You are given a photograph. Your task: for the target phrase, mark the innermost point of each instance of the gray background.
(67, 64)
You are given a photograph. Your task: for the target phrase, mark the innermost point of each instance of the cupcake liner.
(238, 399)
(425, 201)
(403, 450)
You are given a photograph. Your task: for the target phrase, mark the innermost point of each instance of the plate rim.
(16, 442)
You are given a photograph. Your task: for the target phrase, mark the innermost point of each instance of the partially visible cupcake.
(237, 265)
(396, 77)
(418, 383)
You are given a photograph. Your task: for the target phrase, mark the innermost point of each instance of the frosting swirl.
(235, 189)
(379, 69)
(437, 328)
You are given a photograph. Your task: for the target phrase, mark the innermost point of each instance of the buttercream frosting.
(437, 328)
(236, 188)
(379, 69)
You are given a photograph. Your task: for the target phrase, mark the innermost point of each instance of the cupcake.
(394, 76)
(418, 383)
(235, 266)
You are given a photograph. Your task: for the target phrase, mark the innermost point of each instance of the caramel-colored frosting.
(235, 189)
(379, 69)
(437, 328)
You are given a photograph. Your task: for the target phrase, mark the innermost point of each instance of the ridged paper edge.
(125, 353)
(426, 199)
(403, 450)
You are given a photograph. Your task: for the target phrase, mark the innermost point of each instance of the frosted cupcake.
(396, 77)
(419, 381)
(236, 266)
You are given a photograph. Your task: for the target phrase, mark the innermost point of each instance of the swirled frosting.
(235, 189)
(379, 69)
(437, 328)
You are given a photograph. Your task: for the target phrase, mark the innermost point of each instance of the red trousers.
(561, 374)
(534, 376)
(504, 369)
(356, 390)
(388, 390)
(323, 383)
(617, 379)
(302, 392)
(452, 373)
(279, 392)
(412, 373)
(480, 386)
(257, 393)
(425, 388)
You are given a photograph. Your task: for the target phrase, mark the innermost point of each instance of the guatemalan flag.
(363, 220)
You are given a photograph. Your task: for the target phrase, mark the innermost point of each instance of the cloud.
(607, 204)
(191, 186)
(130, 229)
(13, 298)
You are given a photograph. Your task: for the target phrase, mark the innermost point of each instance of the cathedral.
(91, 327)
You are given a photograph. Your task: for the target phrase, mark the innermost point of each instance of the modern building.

◇ ◇ ◇

▶ DO THIS: Reproduce all of the rows above, replacing "innermost point" with "central point" wherever it occurs and changing nothing else.

▶ RESULT:
You are given a photograph. Your task: for the target phrase, mark the central point of each instance of the gray background.
(67, 64)
You are given a photograph. Your task: for the target phrase, mark the central point of each instance of the cupcake liner.
(238, 399)
(425, 201)
(403, 450)
You are given a photograph. Your task: for the target phrase, mark the central point of each instance of the plate rim.
(16, 442)
You are given a photograph. Your task: for the target phrase, mark the central point of each instance of the partially visible cupcake.
(237, 265)
(396, 77)
(418, 383)
You are given a photograph. Your task: for the target phrase, mark the central point of each instance of the frosting swirl.
(235, 189)
(379, 69)
(437, 328)
You are given a photograph. Your task: for the target phrase, mark the central point of each instance of the buttercream frosting.
(437, 328)
(236, 188)
(379, 69)
You are given a photograph. Your task: for the target phrase, mark the central point of each instance of the cupcake.
(394, 76)
(418, 383)
(235, 266)
You are given a photograph. Your task: for the target phrase, mark the central point of each instance of the caramel-colored frosting.
(235, 189)
(379, 69)
(437, 328)
You are given a photograph. Your task: for the target phrase, mark the central point of each instance of the ridged paper edge.
(125, 353)
(426, 199)
(403, 450)
You are given a photograph. Your task: for the target phrase, mark the central point of each instance of the frosted cupcake.
(396, 77)
(419, 381)
(236, 266)
You are given a photograph. Your task: for the target phrase, mark the central point of each instance of the swirled frosting.
(235, 189)
(379, 69)
(437, 328)
You are given a photograph. Your task: for the target phrase, mark the central point of each instance of the red trousers.
(561, 374)
(534, 376)
(504, 369)
(356, 390)
(388, 390)
(323, 383)
(617, 379)
(302, 392)
(452, 373)
(279, 392)
(412, 373)
(480, 386)
(257, 393)
(425, 388)
You are given a photograph. Your task: for the target phrase, mark the central point of each instance of the guatemalan flag.
(363, 220)
You are given a photograph. Your task: for the target phrase, mark the central point of each instance of the cloud.
(607, 204)
(191, 186)
(130, 229)
(13, 298)
You are given a photograph. Your task: for the target phrase, mark the central point of each instance of the cathedral.
(91, 327)
You are given a photograph. Your task: for the target phrase, mark the central point of each instance of the modern building.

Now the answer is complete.